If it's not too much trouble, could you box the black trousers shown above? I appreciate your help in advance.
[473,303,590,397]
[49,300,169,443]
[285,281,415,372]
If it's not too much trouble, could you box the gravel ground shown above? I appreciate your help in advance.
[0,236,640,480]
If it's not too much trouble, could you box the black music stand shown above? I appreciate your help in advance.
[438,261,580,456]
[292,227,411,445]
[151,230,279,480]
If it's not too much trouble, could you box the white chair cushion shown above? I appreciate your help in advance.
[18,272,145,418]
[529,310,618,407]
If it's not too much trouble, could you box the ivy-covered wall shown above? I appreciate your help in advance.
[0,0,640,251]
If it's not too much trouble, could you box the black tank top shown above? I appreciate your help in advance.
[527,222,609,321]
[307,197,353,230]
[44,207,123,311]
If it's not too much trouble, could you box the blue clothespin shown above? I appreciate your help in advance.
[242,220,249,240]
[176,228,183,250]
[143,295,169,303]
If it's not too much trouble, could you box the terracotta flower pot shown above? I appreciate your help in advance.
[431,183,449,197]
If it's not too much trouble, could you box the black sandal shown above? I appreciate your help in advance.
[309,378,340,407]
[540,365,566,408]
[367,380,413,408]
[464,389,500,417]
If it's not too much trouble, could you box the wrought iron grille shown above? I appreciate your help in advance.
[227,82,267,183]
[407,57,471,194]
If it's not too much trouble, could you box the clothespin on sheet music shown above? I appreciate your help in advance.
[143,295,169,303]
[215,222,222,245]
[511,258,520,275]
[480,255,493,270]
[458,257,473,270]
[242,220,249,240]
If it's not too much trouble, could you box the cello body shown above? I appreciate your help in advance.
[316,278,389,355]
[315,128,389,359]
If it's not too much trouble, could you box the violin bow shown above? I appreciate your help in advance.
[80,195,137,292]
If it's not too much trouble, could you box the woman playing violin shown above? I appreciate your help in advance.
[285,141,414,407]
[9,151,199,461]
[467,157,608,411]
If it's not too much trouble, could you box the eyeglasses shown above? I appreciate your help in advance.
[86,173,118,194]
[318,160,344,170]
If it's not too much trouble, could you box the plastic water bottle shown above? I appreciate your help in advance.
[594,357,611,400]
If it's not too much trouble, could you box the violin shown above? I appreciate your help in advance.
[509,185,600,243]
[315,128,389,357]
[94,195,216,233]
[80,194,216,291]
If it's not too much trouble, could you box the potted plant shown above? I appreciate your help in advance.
.....
• _WORK TO DO_
Output the rows from the line that contains "If it's not too much trouble, could you box the woman" up to and including the line that contains "[318,160,344,170]", copying them exactly.

• _OUTPUT BELOW_
If it's not too much trouble, could you box the woman playing violin shown above? I appreciate your help in advance.
[285,141,414,407]
[9,151,199,461]
[467,157,608,411]
If it's not too much trouble, could you box the eyeglasses shown above? I appreciate your help in advance.
[86,173,118,194]
[318,160,344,170]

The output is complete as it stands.